▸ **SEU OBJETIVO**: Dê continuidade ao texto sobre o português do Brasil como língua ou dialeto, começando logo após a última frase apresentada.

▸ **TRECHO FORNECIDO**:
• • • •
Língua
ou dialeto?
Wanderlino
Arruda
Desculpe-me
o leitor se volto ao assunto da
língua portuguesa no Brasil,
continuando a alinhavar argumentos
postos no tabuleiro das discussões,
tão ao meu agrado, como
estudioso e amante desta última
flor do Lácio inculta e
bela. Tema que sempre me permitiu
saudosas referências ao
trabalho universitário
de vinte e dois anos na Unimontes,
no geral de interesse para a formação
da cultura lusíada-americana,
sei que a língua é
a formadora da arquitetura do
sistema principal de comunicação
e tem como argamassa o material
mais duro e resistente do mundo:
a palavra. Estudar a linguagem
e a metalinguagem foi sempre um
excelente trabalho e passa-tempo
proveitoso de gente séria,
realmente interessada no que há
de mais sagrado e marcante da
personalidade humana, pois é
do “logos” que vem
todo o saber.
Um motivo, entretanto, surge interessante
e dinâmico para a subida
de mais um degrau, quando o competente
jornalista e crítico literário
Hélio C. Teixeira, que
muito honrou as colunas do Jornal
de Montes Claros, e muito nos
transmitiu da sua competência,
teceu comentários e evocou
melhores argumentos sobre a realidade
do estilo brasileiro da língua
portuguesa. Confesso que foi exatamente
o culto jornalista que, de modo
direto, levou-me a examinar mais
uma vez a documentação
polêmica sobre a nossa realidade
lingüística e dialetal.
• • • •
▸ **DADOS REGISTRADOS**:
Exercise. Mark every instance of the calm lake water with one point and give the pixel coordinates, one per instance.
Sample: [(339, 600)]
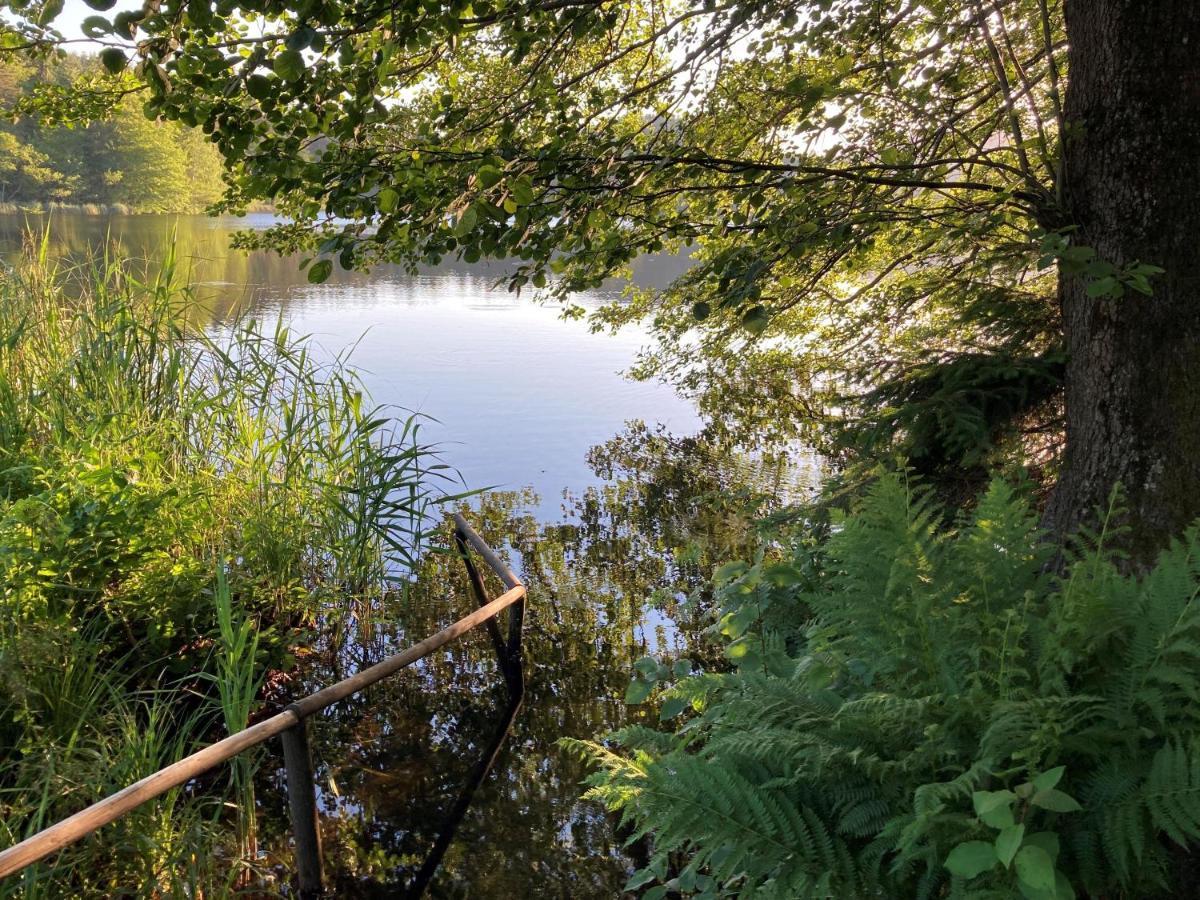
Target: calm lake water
[(599, 516)]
• • • •
▸ **RESPOSTA ESCRITA**:
Sei, por experiência própria,
nestes últimos dez anos,
no convívio da disciplina,
na Faculdade de Filosofia, Ciências
e Letras, através de pesquisas
dos alunos e do professor, que
as diferenças constituem
mais um estilo brasileiro do que
um divórcio formador de
duas línguas, pois ninguém,
até hoje, de sã
consciência, deve ter pensado
em criar um dicionário
bilíngüe entre Brasil
e Portugal. Como bem disse o estudioso
Hélio C. Teixeira, “jamais
haverá no Brasil, uma língua
inteiramente emancipada do idioma
lusitano”. Primeiro, porque
uma língua dispõe
de um fortíssimo esquema
de analogias, rigorosamente obedecido,
onde cada falante pode gerar ou
transformar frases, criá-las
ou recriá-las, mas jamais
fugir, impune, à estrutura
do sistema. Pode, é verdade,
e isso até é bom,
fazer substituições
nos eixos do paradigma ou do sintagma,
mas, nunca, nunca mesmo, quebrar
ou tentar quebrar o mecanismo
das funções que
cada elemento exerce. Foi, por
esse motivo, que o árabe,
estruturalmente bem diverso do
português, apesar do domínio
de mais de sete séculos
na Península Ibérica,
deixou apenas cerca de setecentas
palavras, menos de uma por ano,
mas por mais incrível que
pareça, nenhuma frase.
Aí estão, de testemunhas,
as palavras “oxalá”
e “salamaleque”, que
eram sentenças no árabe
e não conseguiram resistir
à tradução.
Por que, então, tantas
discussões? É porque
motivos deve haver, pois, onde
há fumaça, há
fogo. Ninguém perderia
tempo, se não encontrasse
um alicerce onde se afirmar para
emitir argumentos. Pena não
dispormos, até hoje, senão
de uns poucos mapas lingüísticos
além dos levantados na
Bahia, no Rio, em Minas Gerais
e, me parece, apenas um em Trás-os-Montes.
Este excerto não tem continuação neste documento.